#### [Written exercise]
Arrange the lines from the one containing "Target: cinder block wall" through the end of the items, inclusive, as a Markdown table with two columns, Row and Text. Number each row, omit blank lines, and leave the pictures out.

#### [Data listing]

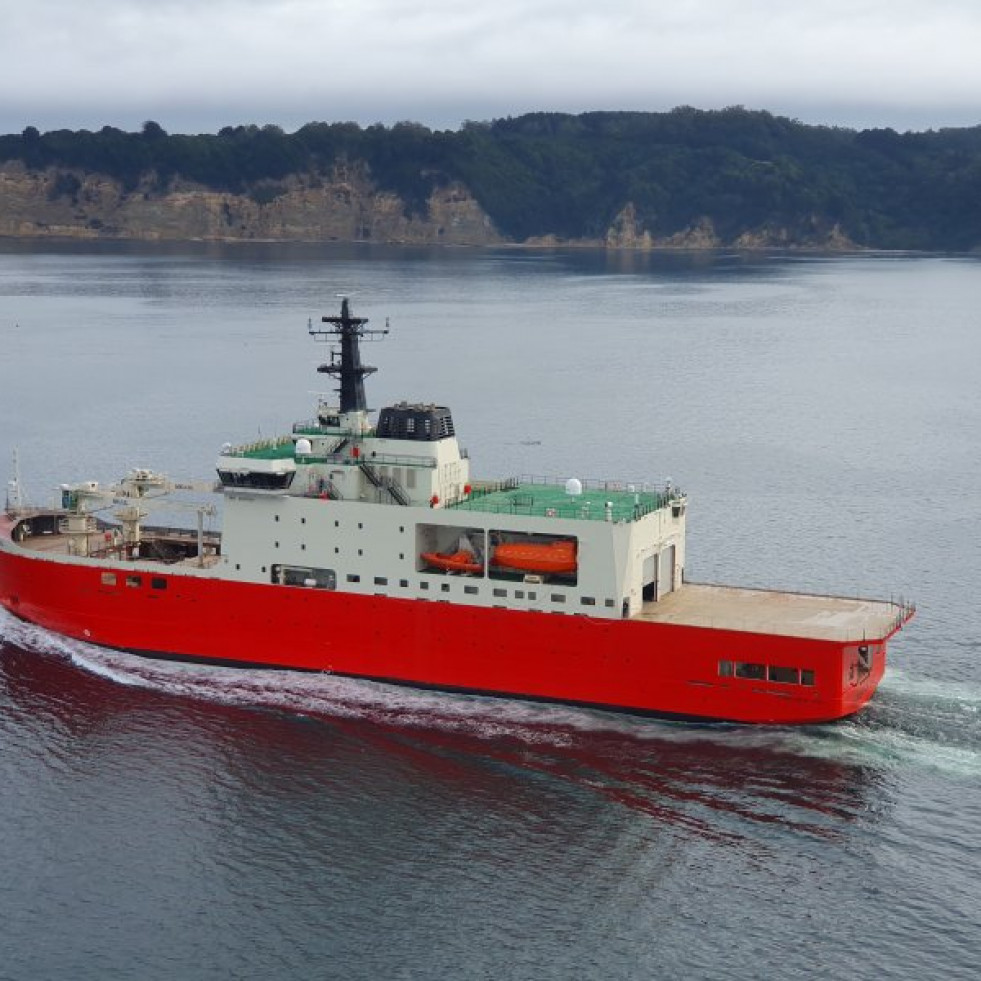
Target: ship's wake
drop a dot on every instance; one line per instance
(910, 721)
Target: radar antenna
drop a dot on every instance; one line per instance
(345, 363)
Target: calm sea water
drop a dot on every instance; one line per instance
(164, 821)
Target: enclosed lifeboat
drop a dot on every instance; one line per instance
(549, 557)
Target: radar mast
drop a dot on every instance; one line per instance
(345, 362)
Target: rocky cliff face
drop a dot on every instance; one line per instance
(344, 207)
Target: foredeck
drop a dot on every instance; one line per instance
(548, 499)
(61, 545)
(772, 612)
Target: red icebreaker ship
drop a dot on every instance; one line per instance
(370, 551)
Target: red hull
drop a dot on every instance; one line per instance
(631, 665)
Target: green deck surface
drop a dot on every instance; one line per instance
(551, 501)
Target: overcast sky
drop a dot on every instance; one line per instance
(198, 65)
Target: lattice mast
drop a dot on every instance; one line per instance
(345, 360)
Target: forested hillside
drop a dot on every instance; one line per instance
(550, 174)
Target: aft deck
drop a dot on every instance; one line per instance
(544, 498)
(772, 612)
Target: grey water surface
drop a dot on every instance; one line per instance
(824, 416)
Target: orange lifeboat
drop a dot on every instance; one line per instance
(461, 561)
(553, 557)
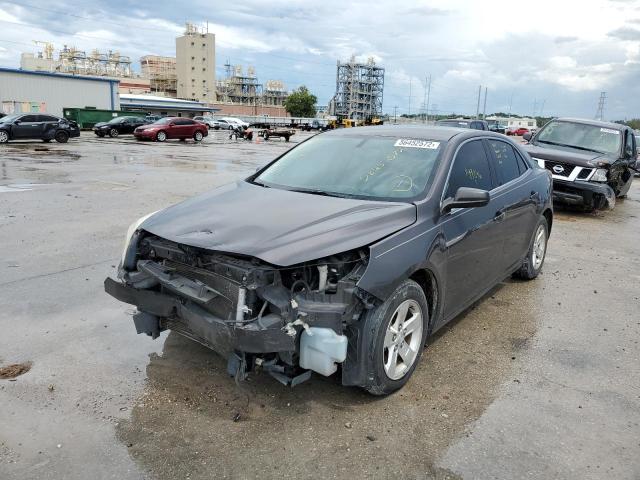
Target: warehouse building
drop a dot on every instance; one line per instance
(173, 107)
(23, 91)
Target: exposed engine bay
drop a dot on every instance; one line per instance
(284, 320)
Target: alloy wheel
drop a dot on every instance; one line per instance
(539, 247)
(402, 339)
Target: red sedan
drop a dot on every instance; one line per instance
(517, 131)
(172, 127)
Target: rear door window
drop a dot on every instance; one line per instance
(470, 169)
(505, 161)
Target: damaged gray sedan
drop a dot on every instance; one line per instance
(348, 252)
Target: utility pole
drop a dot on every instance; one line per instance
(428, 96)
(600, 112)
(484, 109)
(409, 110)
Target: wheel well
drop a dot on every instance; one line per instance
(429, 285)
(548, 214)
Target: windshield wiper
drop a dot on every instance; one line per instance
(314, 191)
(571, 146)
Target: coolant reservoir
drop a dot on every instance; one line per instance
(321, 349)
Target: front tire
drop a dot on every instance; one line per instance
(62, 137)
(534, 260)
(394, 336)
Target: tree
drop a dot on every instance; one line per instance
(301, 103)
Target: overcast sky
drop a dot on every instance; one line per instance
(554, 55)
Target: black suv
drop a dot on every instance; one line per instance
(592, 162)
(463, 123)
(34, 126)
(118, 126)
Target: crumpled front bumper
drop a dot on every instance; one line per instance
(158, 312)
(584, 194)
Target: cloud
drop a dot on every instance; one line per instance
(626, 33)
(520, 56)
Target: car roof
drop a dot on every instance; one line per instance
(597, 123)
(411, 131)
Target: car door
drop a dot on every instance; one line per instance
(48, 125)
(629, 156)
(515, 200)
(28, 126)
(473, 237)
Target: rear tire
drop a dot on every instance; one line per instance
(394, 335)
(62, 137)
(533, 262)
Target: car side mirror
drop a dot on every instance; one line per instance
(466, 197)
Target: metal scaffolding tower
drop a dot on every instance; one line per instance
(600, 111)
(359, 89)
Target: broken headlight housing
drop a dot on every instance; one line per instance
(600, 175)
(128, 258)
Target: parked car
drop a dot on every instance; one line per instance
(517, 132)
(37, 126)
(285, 133)
(208, 121)
(474, 124)
(592, 162)
(371, 258)
(172, 127)
(497, 127)
(229, 123)
(314, 125)
(118, 126)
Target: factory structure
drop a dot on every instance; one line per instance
(186, 84)
(359, 91)
(190, 75)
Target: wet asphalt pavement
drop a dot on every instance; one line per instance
(538, 380)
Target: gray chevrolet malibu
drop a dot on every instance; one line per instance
(348, 251)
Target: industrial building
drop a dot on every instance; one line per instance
(359, 90)
(196, 65)
(161, 72)
(174, 107)
(73, 61)
(28, 91)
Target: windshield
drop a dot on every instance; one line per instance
(10, 118)
(356, 166)
(582, 136)
(453, 123)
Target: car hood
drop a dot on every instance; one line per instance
(568, 155)
(278, 226)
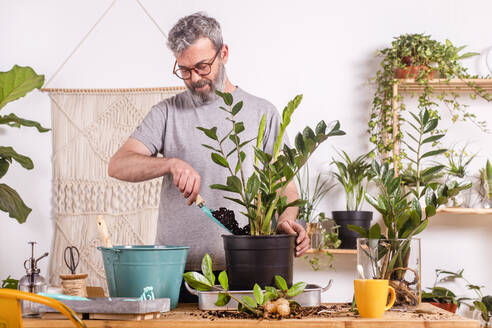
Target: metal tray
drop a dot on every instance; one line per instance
(206, 300)
(120, 305)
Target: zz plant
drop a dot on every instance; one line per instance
(15, 84)
(422, 51)
(261, 193)
(406, 209)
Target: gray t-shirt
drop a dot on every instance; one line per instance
(170, 129)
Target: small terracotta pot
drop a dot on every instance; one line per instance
(446, 306)
(411, 72)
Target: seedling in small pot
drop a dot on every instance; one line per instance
(266, 303)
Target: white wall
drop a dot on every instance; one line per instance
(323, 49)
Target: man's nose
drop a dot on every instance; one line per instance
(195, 77)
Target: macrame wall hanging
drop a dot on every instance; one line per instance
(88, 126)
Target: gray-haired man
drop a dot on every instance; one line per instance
(170, 129)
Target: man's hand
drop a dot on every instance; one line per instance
(186, 179)
(292, 227)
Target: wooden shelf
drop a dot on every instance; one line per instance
(462, 210)
(443, 85)
(331, 250)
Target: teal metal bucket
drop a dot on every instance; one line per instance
(129, 269)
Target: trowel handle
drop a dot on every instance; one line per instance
(103, 231)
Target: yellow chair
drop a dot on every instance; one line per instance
(10, 308)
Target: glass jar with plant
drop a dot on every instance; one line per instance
(312, 198)
(258, 257)
(405, 214)
(353, 175)
(485, 185)
(457, 169)
(15, 84)
(417, 56)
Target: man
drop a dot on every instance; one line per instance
(170, 129)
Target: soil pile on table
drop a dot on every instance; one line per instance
(227, 218)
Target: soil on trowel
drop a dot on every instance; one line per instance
(227, 218)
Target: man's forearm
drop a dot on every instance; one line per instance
(291, 212)
(134, 167)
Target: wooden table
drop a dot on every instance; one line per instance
(187, 315)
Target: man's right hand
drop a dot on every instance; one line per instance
(186, 179)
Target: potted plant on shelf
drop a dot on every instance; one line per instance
(354, 177)
(15, 84)
(395, 253)
(307, 212)
(426, 56)
(440, 296)
(258, 257)
(485, 186)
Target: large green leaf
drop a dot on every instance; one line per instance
(197, 280)
(207, 268)
(11, 203)
(9, 153)
(16, 122)
(17, 82)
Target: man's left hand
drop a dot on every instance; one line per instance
(292, 227)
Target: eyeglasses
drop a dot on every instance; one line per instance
(202, 69)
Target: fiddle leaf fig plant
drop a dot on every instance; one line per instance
(261, 194)
(15, 84)
(264, 303)
(428, 55)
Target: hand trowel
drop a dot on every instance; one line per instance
(200, 202)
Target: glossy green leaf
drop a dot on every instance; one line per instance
(224, 280)
(207, 268)
(258, 293)
(13, 120)
(237, 107)
(211, 133)
(10, 154)
(11, 203)
(219, 160)
(280, 283)
(222, 299)
(296, 289)
(17, 82)
(197, 281)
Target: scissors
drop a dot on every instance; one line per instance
(71, 256)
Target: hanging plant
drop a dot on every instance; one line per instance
(418, 57)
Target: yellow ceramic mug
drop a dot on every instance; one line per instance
(371, 296)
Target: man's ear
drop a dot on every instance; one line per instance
(224, 53)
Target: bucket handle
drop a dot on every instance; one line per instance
(328, 286)
(191, 290)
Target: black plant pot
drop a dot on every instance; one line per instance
(343, 218)
(257, 259)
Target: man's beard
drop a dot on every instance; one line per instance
(205, 97)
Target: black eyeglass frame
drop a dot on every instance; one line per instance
(194, 68)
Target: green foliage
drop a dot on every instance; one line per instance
(486, 181)
(307, 212)
(402, 212)
(204, 282)
(15, 84)
(352, 175)
(10, 283)
(261, 193)
(418, 50)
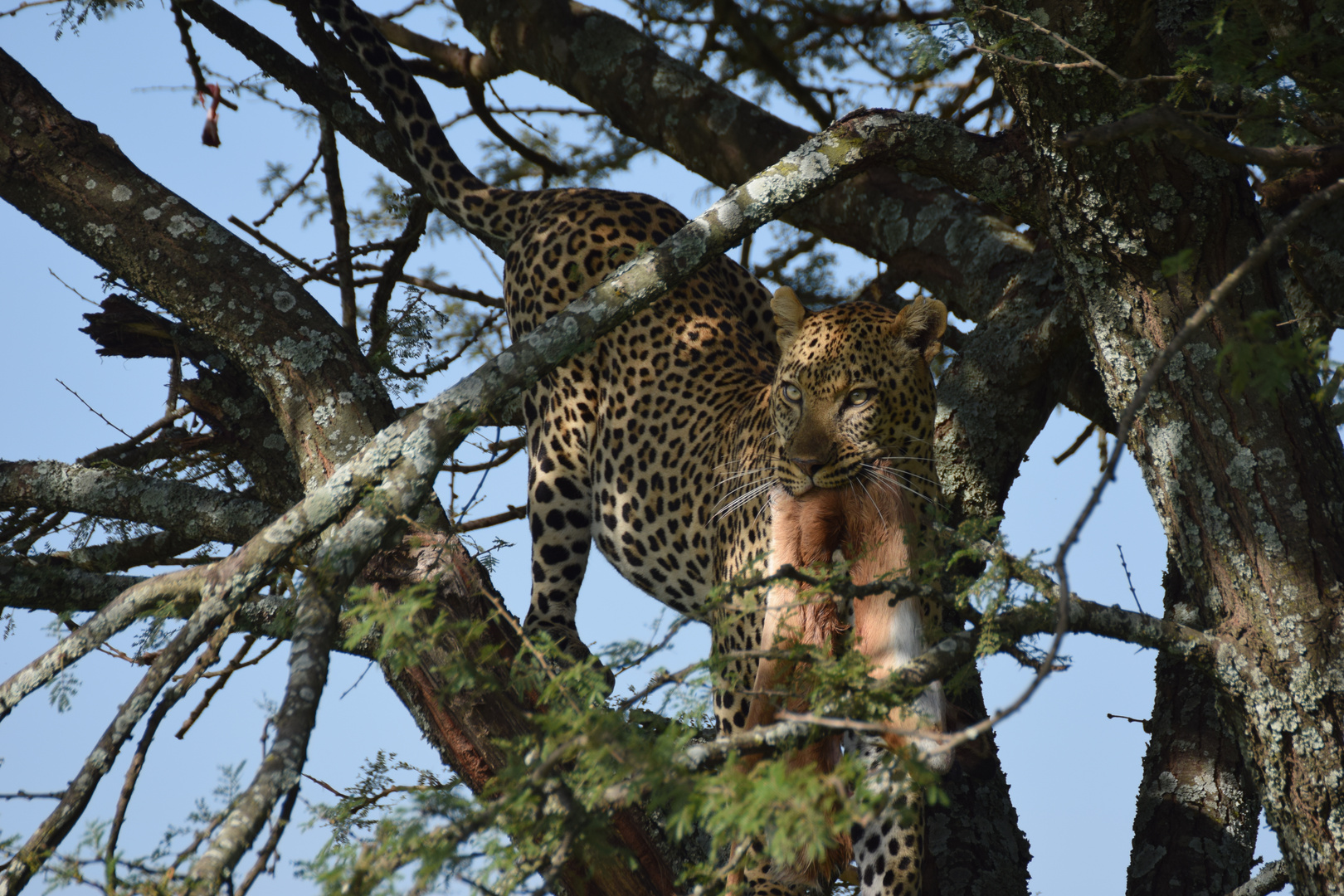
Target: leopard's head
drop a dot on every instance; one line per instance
(854, 397)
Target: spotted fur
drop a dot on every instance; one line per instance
(660, 442)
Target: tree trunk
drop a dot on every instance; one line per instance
(1250, 489)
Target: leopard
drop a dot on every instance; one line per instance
(661, 441)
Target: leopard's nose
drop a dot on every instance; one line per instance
(808, 465)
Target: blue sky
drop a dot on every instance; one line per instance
(1073, 772)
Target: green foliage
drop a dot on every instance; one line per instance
(1181, 261)
(1265, 356)
(62, 689)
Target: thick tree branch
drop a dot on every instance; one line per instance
(75, 183)
(190, 511)
(929, 232)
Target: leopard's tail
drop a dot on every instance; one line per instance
(387, 82)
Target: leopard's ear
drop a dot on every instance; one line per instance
(921, 325)
(788, 316)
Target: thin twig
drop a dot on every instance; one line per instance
(340, 229)
(1270, 879)
(1089, 61)
(264, 855)
(1079, 444)
(290, 191)
(494, 519)
(91, 409)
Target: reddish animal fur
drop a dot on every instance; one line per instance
(869, 527)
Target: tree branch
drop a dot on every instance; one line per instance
(188, 511)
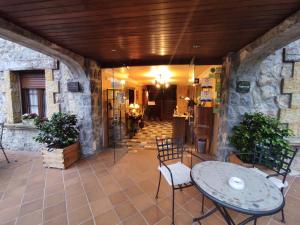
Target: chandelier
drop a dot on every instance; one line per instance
(161, 82)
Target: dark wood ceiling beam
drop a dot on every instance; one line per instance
(149, 31)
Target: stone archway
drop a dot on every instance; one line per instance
(73, 67)
(264, 64)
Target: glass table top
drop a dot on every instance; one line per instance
(259, 195)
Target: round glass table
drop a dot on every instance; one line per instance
(235, 187)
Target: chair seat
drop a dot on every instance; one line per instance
(180, 173)
(274, 180)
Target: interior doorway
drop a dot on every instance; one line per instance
(179, 101)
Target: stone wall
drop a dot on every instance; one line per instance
(265, 77)
(14, 57)
(274, 90)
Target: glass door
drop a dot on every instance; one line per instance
(116, 127)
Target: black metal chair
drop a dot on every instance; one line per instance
(1, 146)
(277, 160)
(176, 174)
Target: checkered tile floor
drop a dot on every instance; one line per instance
(145, 138)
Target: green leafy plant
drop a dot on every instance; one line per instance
(58, 132)
(259, 129)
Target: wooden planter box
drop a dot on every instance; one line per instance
(61, 158)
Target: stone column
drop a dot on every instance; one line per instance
(11, 88)
(291, 116)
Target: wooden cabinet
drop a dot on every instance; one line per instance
(203, 125)
(179, 128)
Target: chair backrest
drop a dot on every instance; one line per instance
(276, 159)
(169, 149)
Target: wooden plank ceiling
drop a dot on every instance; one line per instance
(144, 32)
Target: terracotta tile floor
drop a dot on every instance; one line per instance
(96, 191)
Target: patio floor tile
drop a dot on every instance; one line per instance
(97, 191)
(153, 214)
(107, 218)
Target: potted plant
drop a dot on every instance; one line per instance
(259, 129)
(28, 118)
(60, 133)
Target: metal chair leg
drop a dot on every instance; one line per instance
(202, 208)
(5, 154)
(282, 216)
(173, 206)
(156, 196)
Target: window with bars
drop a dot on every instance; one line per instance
(33, 92)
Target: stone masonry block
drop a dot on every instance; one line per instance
(291, 85)
(289, 115)
(52, 108)
(296, 73)
(52, 86)
(295, 101)
(13, 97)
(48, 75)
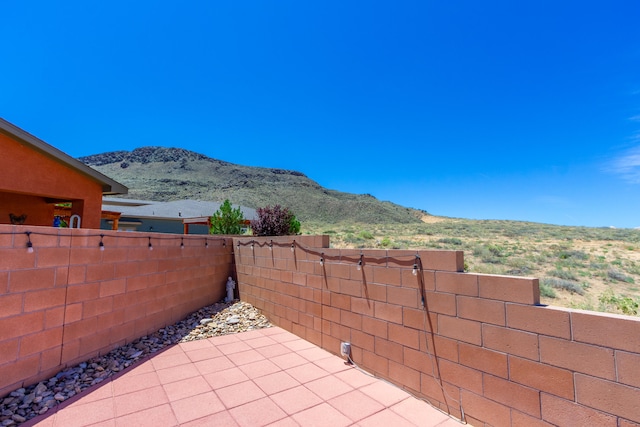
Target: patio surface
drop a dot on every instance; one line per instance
(257, 378)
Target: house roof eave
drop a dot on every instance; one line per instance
(109, 186)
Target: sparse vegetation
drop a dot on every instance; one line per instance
(226, 220)
(576, 265)
(588, 259)
(275, 221)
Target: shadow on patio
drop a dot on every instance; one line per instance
(257, 378)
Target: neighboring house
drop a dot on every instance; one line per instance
(34, 177)
(181, 216)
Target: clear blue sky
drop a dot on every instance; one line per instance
(486, 110)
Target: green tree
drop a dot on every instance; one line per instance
(226, 220)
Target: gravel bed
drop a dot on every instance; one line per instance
(217, 319)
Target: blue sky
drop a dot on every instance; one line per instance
(485, 110)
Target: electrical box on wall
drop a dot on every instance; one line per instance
(345, 349)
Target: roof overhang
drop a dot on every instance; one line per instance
(109, 186)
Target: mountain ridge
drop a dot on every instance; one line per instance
(166, 174)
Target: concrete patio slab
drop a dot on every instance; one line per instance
(254, 379)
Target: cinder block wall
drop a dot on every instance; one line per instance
(479, 342)
(69, 301)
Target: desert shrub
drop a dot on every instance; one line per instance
(226, 220)
(275, 221)
(450, 241)
(386, 242)
(626, 305)
(618, 275)
(547, 291)
(566, 254)
(365, 235)
(563, 274)
(492, 254)
(563, 284)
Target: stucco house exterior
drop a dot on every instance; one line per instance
(179, 216)
(35, 176)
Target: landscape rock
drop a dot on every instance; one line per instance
(218, 319)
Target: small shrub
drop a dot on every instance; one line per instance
(614, 274)
(562, 284)
(275, 221)
(365, 235)
(450, 241)
(547, 291)
(626, 305)
(566, 254)
(386, 242)
(563, 274)
(226, 220)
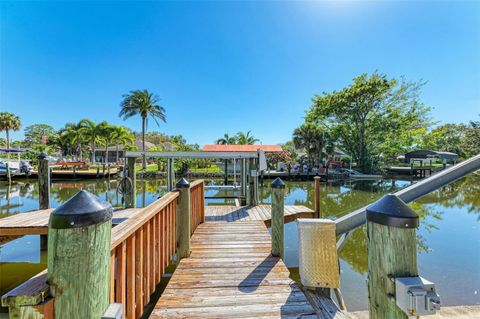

#### [Completed exercise]
| Row | Text |
|---|---|
| 1 | Target: cinder block wall |
| 2 | drop a dot on every instance; one line per instance |
| 3 | (479, 342) |
| 4 | (69, 301) |
| 5 | Target: desert shrub |
| 6 | drop a dot on every instance; one line per instance |
| 7 | (226, 220) |
| 8 | (275, 221) |
| 9 | (450, 241) |
| 10 | (386, 242) |
| 11 | (626, 305) |
| 12 | (618, 275) |
| 13 | (547, 291) |
| 14 | (566, 254) |
| 15 | (365, 235) |
| 16 | (563, 274) |
| 17 | (492, 254) |
| 18 | (563, 284) |
| 19 | Target: stucco house exterior |
| 20 | drop a dot on every instance; one line per instance |
| 21 | (179, 216) |
| 22 | (35, 176) |
| 23 | Target: landscape rock |
| 24 | drop a dot on every instance; one line per instance |
| 25 | (218, 319) |
| 26 | Target: small shrub |
| 27 | drop a dot on every instance; one line per instance |
| 28 | (614, 274) |
| 29 | (562, 284) |
| 30 | (275, 221) |
| 31 | (365, 235) |
| 32 | (450, 241) |
| 33 | (547, 291) |
| 34 | (626, 305) |
| 35 | (566, 254) |
| 36 | (386, 242) |
| 37 | (563, 274) |
| 38 | (226, 220) |